(ASSIGNED TASK)
A bare number is the expected answer: the count of lines in the records that contain the word "instance".

(INPUT MATERIAL)
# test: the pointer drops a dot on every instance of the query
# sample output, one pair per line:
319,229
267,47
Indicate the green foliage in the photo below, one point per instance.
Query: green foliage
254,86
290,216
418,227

(REPLY TO THE TASK)
2